═══ DOCUMENT PASSAGE

He finally returned to Haarlem in 1655 and married Anneke Jansdr de Gaver in 1656, a widow with two small children. It was at this time that his portrait was painted by Frans Hals, probably as half of a pair of wedding portraits. When she died in 1668, he was left with four young children; Laurens (1658–1729), Maeijke (1659–1689), Jan (1663–1721), and Isaac (1665–1740). His sons all became successful painters.

In 1668 he remarried, to Catalijntje Boeckaert, with whom he had four more children who died in infancy. In 1676 he became a member of the fire department (pompmeester). In 1677 he moved to a house in the Grote Houtstraat, where he lived until he died. In 1689 he became deacon of the Haarlem Mennonite community known as "de Blok". On 9 September 1693 he celebrated his 25th wedding anniversary, which was highly unusual.

══════
═══ PROVIDED RECORDS

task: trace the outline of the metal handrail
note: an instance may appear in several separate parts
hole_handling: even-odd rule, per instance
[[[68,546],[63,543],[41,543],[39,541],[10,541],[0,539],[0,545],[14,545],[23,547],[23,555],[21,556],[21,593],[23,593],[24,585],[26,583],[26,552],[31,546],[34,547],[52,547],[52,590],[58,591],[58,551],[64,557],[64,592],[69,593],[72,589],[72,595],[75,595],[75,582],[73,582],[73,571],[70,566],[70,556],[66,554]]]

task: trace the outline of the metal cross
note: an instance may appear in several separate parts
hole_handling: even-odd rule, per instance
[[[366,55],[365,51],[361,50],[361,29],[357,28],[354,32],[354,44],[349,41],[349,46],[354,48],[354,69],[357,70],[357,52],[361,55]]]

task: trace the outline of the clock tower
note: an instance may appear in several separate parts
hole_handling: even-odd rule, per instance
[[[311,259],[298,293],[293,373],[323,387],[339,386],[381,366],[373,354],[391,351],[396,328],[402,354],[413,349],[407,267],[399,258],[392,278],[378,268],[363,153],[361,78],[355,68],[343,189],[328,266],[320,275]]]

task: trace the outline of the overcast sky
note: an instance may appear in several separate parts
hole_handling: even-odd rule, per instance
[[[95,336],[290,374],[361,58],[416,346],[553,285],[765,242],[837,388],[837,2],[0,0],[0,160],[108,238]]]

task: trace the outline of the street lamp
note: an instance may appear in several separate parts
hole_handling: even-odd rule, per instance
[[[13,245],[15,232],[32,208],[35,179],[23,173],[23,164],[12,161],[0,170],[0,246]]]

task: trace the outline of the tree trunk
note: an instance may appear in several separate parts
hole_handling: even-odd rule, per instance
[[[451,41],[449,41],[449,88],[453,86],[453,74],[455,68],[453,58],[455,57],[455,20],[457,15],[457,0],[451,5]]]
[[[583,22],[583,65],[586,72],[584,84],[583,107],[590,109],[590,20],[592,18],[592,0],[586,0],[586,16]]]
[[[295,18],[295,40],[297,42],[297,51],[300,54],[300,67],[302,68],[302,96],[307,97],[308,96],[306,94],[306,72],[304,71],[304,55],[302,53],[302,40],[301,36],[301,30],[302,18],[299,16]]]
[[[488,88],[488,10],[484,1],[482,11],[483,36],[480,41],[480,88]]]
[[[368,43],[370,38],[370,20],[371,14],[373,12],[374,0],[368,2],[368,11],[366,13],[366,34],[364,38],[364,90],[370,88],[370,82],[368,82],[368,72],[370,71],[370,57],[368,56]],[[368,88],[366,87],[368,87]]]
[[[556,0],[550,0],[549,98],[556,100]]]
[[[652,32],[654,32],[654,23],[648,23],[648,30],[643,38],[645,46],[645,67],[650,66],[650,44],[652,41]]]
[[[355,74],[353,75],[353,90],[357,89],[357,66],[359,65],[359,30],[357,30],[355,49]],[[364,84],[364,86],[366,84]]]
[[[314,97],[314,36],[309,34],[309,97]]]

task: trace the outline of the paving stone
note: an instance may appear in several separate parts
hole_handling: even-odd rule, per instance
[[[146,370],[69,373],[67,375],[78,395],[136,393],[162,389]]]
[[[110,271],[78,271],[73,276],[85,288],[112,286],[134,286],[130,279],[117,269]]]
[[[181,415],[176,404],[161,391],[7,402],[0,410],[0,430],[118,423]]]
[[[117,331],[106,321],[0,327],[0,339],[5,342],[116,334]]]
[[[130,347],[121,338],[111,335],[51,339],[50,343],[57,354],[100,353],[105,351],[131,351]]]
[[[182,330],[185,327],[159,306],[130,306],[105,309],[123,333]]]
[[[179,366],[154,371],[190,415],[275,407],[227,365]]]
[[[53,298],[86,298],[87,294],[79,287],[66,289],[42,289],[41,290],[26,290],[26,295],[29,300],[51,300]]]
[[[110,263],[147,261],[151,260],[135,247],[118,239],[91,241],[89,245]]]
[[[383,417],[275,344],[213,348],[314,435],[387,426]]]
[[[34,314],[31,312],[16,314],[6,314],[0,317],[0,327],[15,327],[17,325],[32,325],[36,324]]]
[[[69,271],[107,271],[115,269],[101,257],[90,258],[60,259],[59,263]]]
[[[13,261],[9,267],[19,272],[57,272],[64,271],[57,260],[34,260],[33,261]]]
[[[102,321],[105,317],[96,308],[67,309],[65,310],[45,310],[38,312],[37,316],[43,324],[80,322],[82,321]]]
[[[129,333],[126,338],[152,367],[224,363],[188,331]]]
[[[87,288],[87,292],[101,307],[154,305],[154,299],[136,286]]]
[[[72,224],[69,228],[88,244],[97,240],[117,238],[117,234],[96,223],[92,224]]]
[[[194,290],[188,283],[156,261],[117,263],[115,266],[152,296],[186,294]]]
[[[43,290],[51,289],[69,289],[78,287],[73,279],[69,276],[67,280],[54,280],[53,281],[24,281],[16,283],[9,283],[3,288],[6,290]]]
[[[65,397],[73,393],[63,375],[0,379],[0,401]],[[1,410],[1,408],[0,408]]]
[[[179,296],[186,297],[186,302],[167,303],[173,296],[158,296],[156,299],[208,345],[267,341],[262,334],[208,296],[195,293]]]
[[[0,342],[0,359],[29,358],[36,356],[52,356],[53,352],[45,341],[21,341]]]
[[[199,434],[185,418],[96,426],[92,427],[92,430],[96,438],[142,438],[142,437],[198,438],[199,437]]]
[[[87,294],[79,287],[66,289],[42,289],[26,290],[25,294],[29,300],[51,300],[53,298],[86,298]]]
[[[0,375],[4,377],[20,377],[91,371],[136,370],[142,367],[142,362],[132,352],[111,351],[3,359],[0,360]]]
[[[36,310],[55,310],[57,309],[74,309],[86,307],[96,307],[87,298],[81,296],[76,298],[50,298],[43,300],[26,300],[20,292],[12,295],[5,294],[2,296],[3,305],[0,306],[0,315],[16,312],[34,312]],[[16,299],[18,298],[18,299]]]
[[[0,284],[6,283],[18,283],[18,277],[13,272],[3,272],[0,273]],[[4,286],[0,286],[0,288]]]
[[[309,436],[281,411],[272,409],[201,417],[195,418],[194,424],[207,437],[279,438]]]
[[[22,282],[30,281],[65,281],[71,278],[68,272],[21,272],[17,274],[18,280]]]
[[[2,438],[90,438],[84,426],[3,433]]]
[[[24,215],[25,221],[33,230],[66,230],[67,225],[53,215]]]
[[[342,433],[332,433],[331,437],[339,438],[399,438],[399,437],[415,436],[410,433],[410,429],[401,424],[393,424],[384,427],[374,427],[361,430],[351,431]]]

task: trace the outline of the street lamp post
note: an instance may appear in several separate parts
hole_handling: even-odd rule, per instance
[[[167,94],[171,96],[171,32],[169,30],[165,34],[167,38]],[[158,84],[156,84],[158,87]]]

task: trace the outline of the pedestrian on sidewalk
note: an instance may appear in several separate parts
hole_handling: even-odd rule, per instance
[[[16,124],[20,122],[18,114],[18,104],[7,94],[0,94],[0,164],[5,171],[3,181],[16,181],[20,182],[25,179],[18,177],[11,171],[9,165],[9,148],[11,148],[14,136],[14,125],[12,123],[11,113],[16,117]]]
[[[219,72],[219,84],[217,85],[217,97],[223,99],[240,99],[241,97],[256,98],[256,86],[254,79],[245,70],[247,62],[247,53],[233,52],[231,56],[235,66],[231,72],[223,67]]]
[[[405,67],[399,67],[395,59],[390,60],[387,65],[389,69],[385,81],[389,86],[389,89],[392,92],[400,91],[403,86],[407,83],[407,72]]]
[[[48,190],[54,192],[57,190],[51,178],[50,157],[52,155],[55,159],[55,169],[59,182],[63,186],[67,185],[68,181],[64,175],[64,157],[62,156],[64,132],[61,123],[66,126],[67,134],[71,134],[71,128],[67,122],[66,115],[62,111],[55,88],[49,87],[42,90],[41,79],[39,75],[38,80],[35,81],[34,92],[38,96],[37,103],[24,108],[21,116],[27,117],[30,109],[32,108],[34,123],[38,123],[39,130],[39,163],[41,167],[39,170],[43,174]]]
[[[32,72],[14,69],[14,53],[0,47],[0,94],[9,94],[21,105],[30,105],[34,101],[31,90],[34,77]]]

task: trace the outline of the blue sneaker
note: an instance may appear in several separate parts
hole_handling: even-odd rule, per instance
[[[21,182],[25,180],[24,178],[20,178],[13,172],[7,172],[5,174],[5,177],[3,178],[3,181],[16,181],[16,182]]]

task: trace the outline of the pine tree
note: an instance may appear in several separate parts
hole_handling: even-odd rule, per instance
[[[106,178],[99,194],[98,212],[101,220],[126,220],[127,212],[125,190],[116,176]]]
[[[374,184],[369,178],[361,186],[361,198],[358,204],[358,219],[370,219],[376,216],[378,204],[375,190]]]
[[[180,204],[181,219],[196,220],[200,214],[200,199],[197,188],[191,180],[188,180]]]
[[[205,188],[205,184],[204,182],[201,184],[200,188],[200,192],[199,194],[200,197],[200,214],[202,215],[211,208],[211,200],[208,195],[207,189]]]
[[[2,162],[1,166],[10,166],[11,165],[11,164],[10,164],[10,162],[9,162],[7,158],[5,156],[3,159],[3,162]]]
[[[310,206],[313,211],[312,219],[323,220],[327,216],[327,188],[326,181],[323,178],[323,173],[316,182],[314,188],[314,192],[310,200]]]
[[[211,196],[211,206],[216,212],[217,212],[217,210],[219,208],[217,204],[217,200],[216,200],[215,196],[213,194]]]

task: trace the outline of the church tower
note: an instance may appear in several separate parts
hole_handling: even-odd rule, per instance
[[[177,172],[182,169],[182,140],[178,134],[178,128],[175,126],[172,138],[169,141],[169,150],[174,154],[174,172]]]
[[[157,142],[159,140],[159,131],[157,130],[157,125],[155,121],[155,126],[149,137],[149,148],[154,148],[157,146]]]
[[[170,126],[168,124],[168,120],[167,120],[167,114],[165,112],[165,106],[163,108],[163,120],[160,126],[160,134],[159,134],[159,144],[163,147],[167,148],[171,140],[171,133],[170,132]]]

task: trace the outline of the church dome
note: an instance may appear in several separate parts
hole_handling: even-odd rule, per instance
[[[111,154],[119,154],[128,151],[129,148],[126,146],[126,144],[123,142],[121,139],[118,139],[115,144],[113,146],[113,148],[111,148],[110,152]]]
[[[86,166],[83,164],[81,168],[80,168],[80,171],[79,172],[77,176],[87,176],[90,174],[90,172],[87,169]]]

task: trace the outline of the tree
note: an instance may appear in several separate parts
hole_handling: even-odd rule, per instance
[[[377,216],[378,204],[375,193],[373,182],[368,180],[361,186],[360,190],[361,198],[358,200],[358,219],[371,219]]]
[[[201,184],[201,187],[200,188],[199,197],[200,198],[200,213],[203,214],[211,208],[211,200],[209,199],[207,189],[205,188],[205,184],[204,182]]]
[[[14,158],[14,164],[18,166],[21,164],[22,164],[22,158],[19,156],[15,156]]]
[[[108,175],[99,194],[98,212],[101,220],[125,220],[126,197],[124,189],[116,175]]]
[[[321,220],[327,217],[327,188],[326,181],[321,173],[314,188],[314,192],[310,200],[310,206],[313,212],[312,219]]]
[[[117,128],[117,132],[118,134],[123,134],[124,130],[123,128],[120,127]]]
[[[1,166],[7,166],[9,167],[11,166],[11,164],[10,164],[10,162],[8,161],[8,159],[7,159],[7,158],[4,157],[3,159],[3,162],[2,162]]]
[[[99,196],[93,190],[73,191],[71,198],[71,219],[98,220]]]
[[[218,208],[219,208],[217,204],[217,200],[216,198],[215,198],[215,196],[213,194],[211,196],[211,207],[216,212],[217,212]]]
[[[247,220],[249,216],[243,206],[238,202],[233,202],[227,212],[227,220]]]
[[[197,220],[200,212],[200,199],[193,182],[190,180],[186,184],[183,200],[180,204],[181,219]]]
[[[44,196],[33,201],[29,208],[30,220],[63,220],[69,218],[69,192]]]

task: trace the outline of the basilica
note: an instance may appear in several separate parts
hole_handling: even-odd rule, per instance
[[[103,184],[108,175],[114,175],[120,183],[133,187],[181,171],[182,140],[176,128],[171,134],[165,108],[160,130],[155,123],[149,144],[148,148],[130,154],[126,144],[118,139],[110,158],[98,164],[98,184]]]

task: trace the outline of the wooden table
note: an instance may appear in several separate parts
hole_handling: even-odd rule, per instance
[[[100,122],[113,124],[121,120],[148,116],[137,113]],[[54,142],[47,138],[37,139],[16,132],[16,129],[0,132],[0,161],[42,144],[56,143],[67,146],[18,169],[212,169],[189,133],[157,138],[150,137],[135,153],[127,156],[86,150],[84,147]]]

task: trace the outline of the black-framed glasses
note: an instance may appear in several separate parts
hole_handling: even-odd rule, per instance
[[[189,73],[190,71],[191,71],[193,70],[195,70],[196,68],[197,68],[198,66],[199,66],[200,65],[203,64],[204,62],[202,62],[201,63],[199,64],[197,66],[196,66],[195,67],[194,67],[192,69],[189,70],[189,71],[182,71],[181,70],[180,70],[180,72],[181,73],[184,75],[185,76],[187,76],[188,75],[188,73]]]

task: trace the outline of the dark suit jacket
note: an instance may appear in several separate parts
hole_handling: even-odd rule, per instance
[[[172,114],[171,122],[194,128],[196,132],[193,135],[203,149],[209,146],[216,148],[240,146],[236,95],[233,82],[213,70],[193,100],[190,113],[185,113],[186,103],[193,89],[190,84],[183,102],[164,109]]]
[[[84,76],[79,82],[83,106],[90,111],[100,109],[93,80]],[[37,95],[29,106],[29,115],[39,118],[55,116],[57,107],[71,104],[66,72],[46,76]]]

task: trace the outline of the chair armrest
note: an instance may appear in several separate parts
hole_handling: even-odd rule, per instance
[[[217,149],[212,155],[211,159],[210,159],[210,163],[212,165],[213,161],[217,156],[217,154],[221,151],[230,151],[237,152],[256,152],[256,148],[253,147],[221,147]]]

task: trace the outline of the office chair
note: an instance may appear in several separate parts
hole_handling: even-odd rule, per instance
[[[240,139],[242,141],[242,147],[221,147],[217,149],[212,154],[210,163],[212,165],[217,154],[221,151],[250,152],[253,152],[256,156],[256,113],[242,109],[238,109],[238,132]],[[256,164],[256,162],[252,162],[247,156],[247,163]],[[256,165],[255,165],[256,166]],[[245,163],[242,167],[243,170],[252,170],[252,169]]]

══════

### TASK ITEM A
Name the four young children he was left with when his first wife died in 1668, as given in the biographical passage, with each one's years.
### TASK ITEM B
Please continue the biographical passage, picking up right after its final sentence about the 25th wedding anniversary.
The stored records play no part here.

### EXERCISE RESULT A
Laurens (1658–1729), Maeijke (1659–1689), Jan (1663–1721), Isaac (1665–1740)

### EXERCISE RESULT B
==Important archive source for Haarlem guild==

By the time he became a widower, Van der Vinne was an established painter in Haarlem and had served on the board of the St Luke's guild in 1661 and 1662. In their archives is a list in his hand of 173 painters he considered competent. This list was edited by his son Laurens in 1702 with 157 'd's to indicate which of these artists had died before his father, and added to his Geslagt-Register, which was a description of active painters from the Haarlem guild. This list was used as a source for Arnold Houbraken, who added these painters to his list. Much later Vincent's grandson Vincent Jansz. van der Vinne (1736–1811), himself a painter, used this list again to compare the names with the dates of painters who had joined the Guild of St. Luke in Haarlem.

=== Source for Arnold Houbraken ===
Van der Vinne's diaries, which he embellished on his return, were never published in his lifetime, but were used by Houbraken for his great work on Dutch painters, the Schouburg. The Vincent van der Vinne diaries, accompanied by modern commentary were published in Dutch in 1979. When Van der Vinne died he left a will of 20 pages, and among several properties, he owned paintings by Karel van Mander, Hans Gillisz. Bollongier, Pieter Claesz, Guillam Dubois, and by himself and his sons.